▸ Given exercise:
Pick out every line in the rows below that contains the word "light" and copy each one. Match capitalization exactly.

-------- Data

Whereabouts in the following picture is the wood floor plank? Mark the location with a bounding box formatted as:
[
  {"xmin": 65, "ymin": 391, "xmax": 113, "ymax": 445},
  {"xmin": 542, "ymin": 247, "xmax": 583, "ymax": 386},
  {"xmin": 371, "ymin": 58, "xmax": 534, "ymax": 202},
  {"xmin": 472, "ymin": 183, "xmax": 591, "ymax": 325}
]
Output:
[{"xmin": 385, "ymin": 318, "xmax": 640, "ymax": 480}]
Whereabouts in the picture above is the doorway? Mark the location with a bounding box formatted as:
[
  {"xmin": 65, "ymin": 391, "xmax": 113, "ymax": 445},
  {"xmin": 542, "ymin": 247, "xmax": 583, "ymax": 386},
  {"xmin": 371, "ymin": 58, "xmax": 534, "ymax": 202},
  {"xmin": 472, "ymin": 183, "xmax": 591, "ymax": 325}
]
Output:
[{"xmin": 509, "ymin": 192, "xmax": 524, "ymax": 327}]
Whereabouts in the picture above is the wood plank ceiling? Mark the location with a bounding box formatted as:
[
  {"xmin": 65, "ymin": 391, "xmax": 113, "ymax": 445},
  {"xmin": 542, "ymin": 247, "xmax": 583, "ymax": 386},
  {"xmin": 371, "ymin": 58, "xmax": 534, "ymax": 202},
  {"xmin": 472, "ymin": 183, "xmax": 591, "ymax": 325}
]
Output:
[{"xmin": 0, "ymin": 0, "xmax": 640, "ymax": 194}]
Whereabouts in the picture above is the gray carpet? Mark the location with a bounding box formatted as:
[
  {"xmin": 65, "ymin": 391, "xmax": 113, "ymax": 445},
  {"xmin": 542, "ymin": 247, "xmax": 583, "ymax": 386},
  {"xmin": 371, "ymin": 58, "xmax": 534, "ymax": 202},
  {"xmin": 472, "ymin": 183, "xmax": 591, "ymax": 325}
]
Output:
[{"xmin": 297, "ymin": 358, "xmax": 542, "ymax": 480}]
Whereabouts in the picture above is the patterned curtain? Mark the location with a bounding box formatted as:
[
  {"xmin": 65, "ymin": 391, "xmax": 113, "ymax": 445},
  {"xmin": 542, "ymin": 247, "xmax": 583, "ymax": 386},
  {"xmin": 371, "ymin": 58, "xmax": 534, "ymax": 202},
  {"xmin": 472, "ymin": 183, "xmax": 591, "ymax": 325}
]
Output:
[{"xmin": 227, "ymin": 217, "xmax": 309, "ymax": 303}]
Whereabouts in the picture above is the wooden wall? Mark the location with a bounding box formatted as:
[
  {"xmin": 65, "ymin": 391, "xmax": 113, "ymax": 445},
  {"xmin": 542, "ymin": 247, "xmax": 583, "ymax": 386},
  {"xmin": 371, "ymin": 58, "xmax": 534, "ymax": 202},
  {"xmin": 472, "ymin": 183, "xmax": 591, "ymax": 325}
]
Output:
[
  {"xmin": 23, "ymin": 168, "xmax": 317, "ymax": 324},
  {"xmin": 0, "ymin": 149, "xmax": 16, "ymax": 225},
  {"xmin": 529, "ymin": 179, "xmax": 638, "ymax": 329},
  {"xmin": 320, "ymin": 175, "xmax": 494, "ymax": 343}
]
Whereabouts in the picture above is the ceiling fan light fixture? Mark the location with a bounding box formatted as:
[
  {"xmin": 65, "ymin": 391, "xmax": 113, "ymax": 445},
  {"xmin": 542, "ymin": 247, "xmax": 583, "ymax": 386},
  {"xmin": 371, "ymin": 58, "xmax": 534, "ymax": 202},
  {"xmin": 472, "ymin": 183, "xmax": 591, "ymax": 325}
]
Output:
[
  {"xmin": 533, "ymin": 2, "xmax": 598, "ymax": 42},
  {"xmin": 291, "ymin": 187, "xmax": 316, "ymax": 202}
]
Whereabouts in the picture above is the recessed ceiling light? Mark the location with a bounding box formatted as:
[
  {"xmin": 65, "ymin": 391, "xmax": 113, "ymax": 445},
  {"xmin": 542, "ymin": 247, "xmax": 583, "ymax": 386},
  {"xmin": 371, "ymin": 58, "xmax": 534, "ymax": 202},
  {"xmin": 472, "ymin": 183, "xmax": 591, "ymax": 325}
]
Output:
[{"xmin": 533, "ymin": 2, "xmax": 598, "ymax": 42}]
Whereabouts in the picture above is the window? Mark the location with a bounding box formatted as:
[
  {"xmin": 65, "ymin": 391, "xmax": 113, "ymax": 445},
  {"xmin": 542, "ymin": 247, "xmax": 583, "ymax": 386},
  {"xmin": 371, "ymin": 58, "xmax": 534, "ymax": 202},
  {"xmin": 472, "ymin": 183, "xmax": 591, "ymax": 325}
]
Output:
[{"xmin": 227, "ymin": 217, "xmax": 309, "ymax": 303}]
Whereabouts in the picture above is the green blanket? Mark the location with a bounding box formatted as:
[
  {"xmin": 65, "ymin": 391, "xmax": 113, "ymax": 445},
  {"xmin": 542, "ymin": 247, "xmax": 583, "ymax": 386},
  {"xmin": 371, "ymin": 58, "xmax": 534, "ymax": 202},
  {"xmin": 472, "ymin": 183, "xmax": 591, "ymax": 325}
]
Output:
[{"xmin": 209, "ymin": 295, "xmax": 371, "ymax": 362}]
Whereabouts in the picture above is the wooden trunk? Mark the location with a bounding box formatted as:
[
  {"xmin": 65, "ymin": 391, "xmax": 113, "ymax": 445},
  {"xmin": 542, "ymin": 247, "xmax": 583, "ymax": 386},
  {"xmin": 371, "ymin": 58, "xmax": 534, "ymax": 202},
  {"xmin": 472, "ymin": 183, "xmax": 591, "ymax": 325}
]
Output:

----------------

▸ Result:
Whereabouts in the picture above is the ceiling fan light fixture? Mark the location with a bounding box formatted as:
Whereabouts in the picture above is the recessed ceiling light? Mark the location with a bounding box formatted as:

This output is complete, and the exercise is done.